[start ARTICLE]
To test the market, Saban negotiated a retailer-specific deal for a Casper Halloween cake (from licensee Lightbody) sold exclusively through grocery chain Asda last year. The cake was the number-two bakery line in sales during the two-week period that it was in-store, ‘and on the back of that, we’ve had more rounds of discussions with licensees about using Halloween as a launchpad for Casper,’ says Downes.
Downes was in talks with retailers for a Halloween 2002 exclusive on Casper at press time, with plush, paper goods, confectionery and costume categories also on the table. ‘We’ve had good dialogue with a company that’s developed a very specific Halloween catalog. At the moment, it’s doing generics, but I think it sees that there is mileage in having a branded character in there as well,’ says Downes.
Other licensors currently considering taking their characters door-to-door on the Halloween merch scene include TV-Loonland and BKN. ‘Ultimate Book of Spells has a good deal of applicability to Halloween product,’ says BKN managing director Anthony Temple. ‘But that will probably be something for future growth and forward development–there isn’t really a big enough market for us to develop specific programs for Halloween.’ Currently in discussions with costume companies on UBOS, Temple may consider launching Halloween-themed product as early as 2003.
[end ARTICLE]
[start DATA SECTION]
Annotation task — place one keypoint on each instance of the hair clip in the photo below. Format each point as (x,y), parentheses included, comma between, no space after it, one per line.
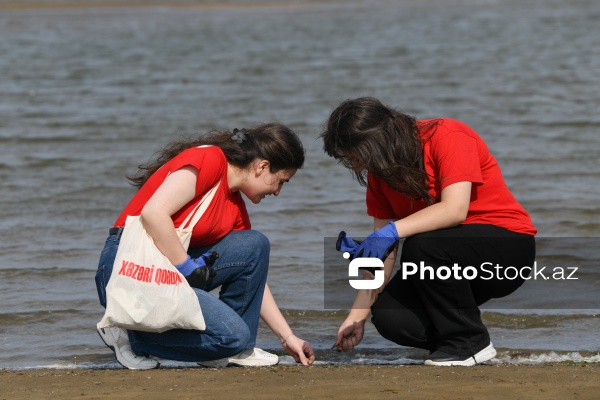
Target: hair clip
(239,135)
[end DATA SECTION]
> [AIM OF THE TASK]: Translate this sentence from the article on Halloween merchandise into Spanish: "Downes was in talks with retailers for a Halloween 2002 exclusive on Casper at press time, with plush, paper goods, confectionery and costume categories also on the table."

> [THE REPLY]: Al cierre de esta edición, Downes estaba en conversaciones con minoristas para una exclusiva de Casper para Halloween de 2002, con las categorías de peluches, artículos de papel, confitería y disfraces también sobre la mesa.